Work to complete — Please write out exactly the lines that begin at the line containing "target | hockey glove" and run to the end of the records.

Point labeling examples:
__________

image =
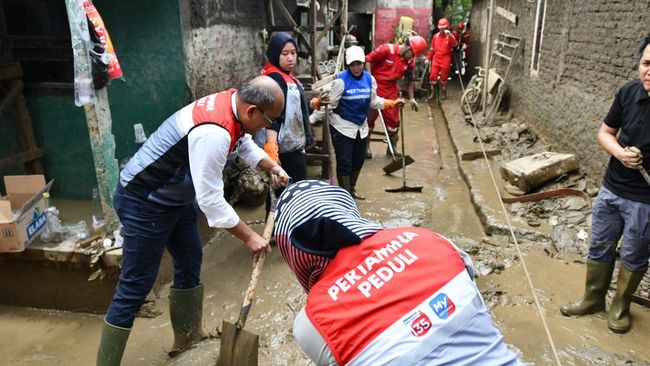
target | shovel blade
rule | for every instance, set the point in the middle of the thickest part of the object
(238, 347)
(397, 164)
(404, 188)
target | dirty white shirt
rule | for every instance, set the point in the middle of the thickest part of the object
(345, 127)
(208, 147)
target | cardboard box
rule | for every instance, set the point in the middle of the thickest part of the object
(24, 192)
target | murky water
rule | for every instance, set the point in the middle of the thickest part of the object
(45, 337)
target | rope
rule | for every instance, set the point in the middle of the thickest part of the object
(505, 214)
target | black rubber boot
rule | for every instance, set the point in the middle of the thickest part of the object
(344, 182)
(393, 141)
(368, 151)
(619, 320)
(353, 185)
(112, 344)
(186, 315)
(599, 276)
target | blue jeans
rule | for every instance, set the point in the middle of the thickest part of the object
(350, 153)
(148, 228)
(613, 217)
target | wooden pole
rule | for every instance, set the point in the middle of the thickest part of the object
(486, 61)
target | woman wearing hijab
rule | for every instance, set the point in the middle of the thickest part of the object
(403, 296)
(288, 135)
(353, 93)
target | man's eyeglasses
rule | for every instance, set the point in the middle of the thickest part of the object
(269, 121)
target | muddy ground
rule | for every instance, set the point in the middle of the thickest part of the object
(454, 202)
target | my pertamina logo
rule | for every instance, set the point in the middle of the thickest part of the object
(442, 306)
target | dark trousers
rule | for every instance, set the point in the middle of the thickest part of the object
(350, 153)
(148, 228)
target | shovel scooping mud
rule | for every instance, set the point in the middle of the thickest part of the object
(404, 187)
(398, 161)
(238, 346)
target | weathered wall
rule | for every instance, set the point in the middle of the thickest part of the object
(388, 12)
(223, 43)
(147, 38)
(588, 51)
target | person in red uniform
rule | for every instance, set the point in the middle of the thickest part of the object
(460, 51)
(440, 56)
(378, 296)
(388, 64)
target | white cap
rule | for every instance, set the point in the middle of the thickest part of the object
(354, 53)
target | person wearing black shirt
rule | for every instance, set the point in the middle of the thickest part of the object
(623, 204)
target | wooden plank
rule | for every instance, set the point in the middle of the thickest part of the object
(20, 158)
(14, 91)
(502, 55)
(11, 71)
(285, 13)
(510, 16)
(328, 26)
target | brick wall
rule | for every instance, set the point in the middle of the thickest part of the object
(588, 51)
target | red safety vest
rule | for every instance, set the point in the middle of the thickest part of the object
(382, 299)
(387, 65)
(441, 48)
(217, 109)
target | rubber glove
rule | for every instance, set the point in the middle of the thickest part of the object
(314, 103)
(414, 104)
(271, 148)
(279, 178)
(390, 104)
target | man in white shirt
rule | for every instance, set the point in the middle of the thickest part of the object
(179, 168)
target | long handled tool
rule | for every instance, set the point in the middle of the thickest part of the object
(238, 346)
(642, 170)
(404, 187)
(397, 163)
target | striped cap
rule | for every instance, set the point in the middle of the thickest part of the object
(313, 220)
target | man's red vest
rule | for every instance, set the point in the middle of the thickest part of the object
(386, 297)
(217, 109)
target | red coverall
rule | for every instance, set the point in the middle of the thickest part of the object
(440, 55)
(387, 68)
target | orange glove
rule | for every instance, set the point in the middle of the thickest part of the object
(390, 104)
(315, 103)
(271, 148)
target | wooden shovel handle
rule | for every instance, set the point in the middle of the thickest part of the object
(257, 269)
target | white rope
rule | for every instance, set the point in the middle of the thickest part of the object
(505, 214)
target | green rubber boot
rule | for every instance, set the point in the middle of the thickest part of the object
(353, 185)
(112, 344)
(344, 182)
(186, 314)
(599, 275)
(619, 320)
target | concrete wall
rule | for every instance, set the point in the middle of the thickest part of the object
(388, 13)
(223, 43)
(588, 51)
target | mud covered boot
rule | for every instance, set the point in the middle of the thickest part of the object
(368, 151)
(393, 141)
(599, 275)
(112, 344)
(353, 184)
(618, 320)
(186, 315)
(344, 182)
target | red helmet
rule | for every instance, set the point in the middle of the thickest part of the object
(443, 23)
(418, 45)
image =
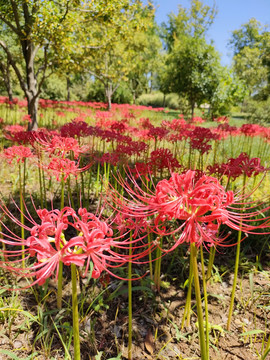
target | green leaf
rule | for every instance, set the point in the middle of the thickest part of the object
(253, 332)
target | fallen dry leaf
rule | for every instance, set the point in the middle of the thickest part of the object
(149, 342)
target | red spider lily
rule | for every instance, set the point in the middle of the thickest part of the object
(63, 168)
(18, 153)
(157, 132)
(133, 147)
(61, 146)
(242, 165)
(10, 130)
(195, 208)
(48, 244)
(108, 158)
(251, 129)
(74, 129)
(163, 159)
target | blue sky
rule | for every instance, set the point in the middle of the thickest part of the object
(231, 15)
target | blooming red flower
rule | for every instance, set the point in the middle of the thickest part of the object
(163, 159)
(192, 208)
(18, 153)
(63, 167)
(48, 245)
(235, 167)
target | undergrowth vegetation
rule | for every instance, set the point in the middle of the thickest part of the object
(132, 234)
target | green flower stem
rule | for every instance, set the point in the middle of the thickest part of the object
(210, 262)
(157, 279)
(22, 213)
(205, 303)
(187, 310)
(149, 235)
(60, 269)
(130, 302)
(75, 313)
(60, 285)
(40, 178)
(193, 250)
(236, 266)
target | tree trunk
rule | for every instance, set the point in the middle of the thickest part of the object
(164, 100)
(5, 69)
(68, 89)
(32, 107)
(32, 90)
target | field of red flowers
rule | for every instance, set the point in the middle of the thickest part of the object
(133, 234)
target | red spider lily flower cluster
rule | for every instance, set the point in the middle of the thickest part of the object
(63, 168)
(74, 129)
(235, 167)
(18, 153)
(49, 245)
(191, 207)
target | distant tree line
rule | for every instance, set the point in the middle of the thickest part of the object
(113, 51)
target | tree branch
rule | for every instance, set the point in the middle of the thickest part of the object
(14, 65)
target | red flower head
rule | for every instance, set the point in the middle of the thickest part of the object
(63, 167)
(163, 159)
(47, 243)
(194, 208)
(18, 153)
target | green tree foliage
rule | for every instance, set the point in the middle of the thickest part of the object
(42, 30)
(251, 46)
(114, 45)
(192, 22)
(193, 68)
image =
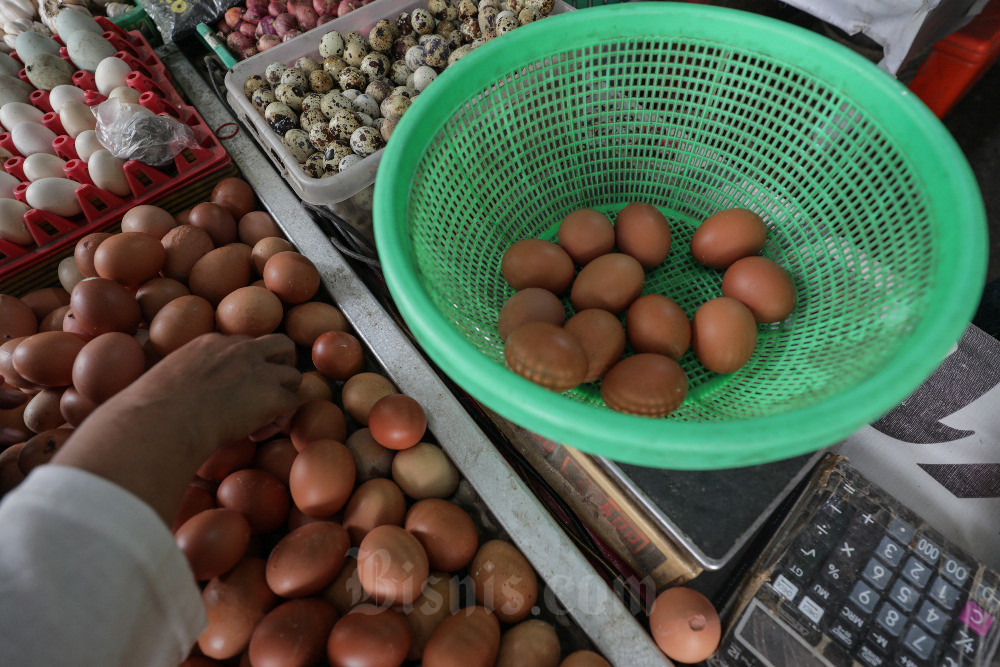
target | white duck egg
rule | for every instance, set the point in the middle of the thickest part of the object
(13, 113)
(43, 165)
(110, 74)
(87, 144)
(60, 95)
(55, 195)
(30, 138)
(87, 49)
(108, 173)
(12, 227)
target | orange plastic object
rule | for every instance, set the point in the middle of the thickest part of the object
(959, 61)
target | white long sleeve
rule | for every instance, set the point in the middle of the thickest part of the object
(90, 575)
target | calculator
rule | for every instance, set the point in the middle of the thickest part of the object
(853, 577)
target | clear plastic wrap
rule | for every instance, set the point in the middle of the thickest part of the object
(133, 132)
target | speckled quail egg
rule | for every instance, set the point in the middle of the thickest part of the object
(379, 89)
(348, 161)
(382, 35)
(321, 136)
(297, 142)
(261, 98)
(343, 123)
(320, 82)
(423, 77)
(436, 51)
(290, 94)
(252, 83)
(280, 117)
(402, 45)
(295, 77)
(354, 53)
(333, 64)
(366, 104)
(506, 21)
(333, 101)
(415, 58)
(315, 166)
(352, 77)
(375, 65)
(528, 15)
(332, 44)
(273, 73)
(308, 65)
(403, 24)
(398, 72)
(459, 53)
(311, 118)
(394, 106)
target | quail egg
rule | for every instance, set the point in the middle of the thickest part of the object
(375, 65)
(273, 73)
(252, 83)
(332, 44)
(311, 118)
(320, 82)
(290, 94)
(382, 35)
(366, 140)
(333, 101)
(261, 98)
(297, 142)
(351, 77)
(343, 124)
(422, 21)
(280, 117)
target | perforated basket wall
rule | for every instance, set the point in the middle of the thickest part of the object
(869, 204)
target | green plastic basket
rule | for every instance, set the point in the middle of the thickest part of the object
(870, 206)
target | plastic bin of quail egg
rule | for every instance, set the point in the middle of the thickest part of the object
(323, 105)
(57, 176)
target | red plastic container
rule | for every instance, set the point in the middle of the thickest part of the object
(959, 61)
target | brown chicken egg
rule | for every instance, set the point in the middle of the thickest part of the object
(306, 560)
(235, 602)
(397, 421)
(723, 334)
(249, 311)
(292, 276)
(645, 384)
(213, 541)
(644, 233)
(322, 478)
(586, 234)
(179, 322)
(392, 565)
(504, 580)
(369, 635)
(468, 638)
(217, 221)
(377, 502)
(762, 286)
(184, 246)
(446, 532)
(602, 338)
(610, 282)
(235, 195)
(685, 625)
(547, 355)
(106, 365)
(727, 236)
(532, 304)
(293, 633)
(537, 263)
(655, 323)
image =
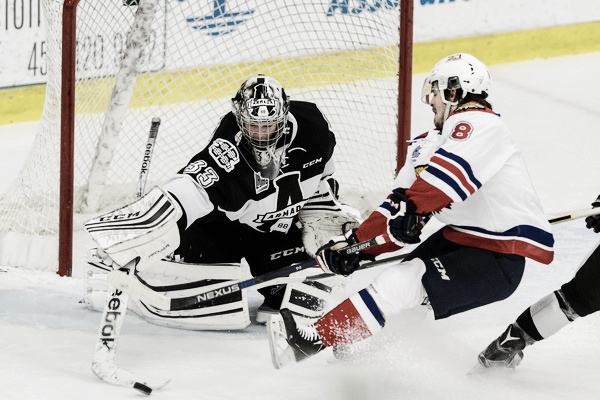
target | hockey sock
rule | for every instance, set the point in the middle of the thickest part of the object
(355, 319)
(546, 317)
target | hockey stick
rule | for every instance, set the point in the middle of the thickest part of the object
(159, 300)
(137, 289)
(575, 215)
(113, 315)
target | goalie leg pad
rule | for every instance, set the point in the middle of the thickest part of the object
(312, 298)
(177, 279)
(324, 216)
(95, 286)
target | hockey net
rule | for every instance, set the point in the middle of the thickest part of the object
(182, 61)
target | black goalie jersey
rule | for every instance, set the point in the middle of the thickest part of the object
(219, 179)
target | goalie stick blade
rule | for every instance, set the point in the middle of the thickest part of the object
(281, 352)
(133, 287)
(116, 376)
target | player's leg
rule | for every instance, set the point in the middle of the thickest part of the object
(577, 298)
(458, 281)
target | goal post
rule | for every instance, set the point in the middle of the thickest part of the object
(183, 61)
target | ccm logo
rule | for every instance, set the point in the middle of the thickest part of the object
(440, 267)
(313, 162)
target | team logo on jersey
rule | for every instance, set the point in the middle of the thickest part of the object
(260, 184)
(289, 202)
(416, 153)
(204, 174)
(224, 153)
(288, 212)
(461, 131)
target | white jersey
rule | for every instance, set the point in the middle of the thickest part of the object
(473, 178)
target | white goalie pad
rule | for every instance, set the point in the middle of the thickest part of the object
(324, 216)
(146, 228)
(177, 279)
(311, 298)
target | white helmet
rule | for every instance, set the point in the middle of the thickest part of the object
(261, 110)
(458, 71)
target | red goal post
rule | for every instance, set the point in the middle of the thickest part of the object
(354, 59)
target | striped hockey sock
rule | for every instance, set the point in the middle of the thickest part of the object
(355, 319)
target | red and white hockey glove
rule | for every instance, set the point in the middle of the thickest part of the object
(332, 261)
(405, 224)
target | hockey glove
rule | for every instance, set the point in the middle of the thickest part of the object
(593, 221)
(332, 261)
(405, 224)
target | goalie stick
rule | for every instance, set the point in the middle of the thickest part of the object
(113, 315)
(161, 301)
(135, 288)
(575, 215)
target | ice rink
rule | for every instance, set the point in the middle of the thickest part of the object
(551, 106)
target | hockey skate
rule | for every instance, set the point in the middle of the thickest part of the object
(290, 342)
(506, 351)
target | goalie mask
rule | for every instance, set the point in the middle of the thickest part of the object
(457, 71)
(261, 110)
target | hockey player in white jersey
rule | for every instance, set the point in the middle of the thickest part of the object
(469, 175)
(576, 298)
(261, 190)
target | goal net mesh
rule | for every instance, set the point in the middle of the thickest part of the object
(184, 63)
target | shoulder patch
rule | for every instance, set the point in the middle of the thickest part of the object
(224, 153)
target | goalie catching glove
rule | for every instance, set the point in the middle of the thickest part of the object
(405, 224)
(332, 261)
(145, 230)
(593, 221)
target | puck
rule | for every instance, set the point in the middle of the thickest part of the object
(142, 388)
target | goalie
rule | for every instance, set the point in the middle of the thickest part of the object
(261, 190)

__________

Exercise result —
target | hockey glove
rule | for every instance, set the point in the middle of the thickest part of the object
(593, 221)
(332, 261)
(405, 224)
target | goalie stick
rule | for every instance, set the point in the middle of the thickest part of the object
(113, 315)
(161, 301)
(135, 288)
(575, 215)
target | ice rink
rule | for every instance, set the point in the middle of the thickest part of the object
(551, 106)
target | hockey skate
rule | for every instance, set the point in the middle of the thickest part of the object
(290, 342)
(506, 351)
target | goalie mask
rule | for every instance, set the point in the middle of the thickest part of the object
(457, 71)
(261, 110)
target | hockey player in white jersey
rule | for every instance, set the point in the middle of the thickest part of the object
(469, 175)
(576, 298)
(261, 190)
target | goal net mesh
rule | for every instance, set the point in the middle of the thickest part of the object
(184, 63)
target | shoulder patch
rule | for every instance, set the point in the middle of the thickest part of the object
(224, 153)
target | goalie catching glove
rule | for every instance, set the point in the middle of the thickest part of the object
(405, 224)
(332, 261)
(145, 230)
(593, 221)
target | puck
rule | for every instance, set the point in the middle of the thickest part of the object
(142, 388)
target | goalie
rule | for every instance, set the point in the middle of the thickest part of the object
(261, 190)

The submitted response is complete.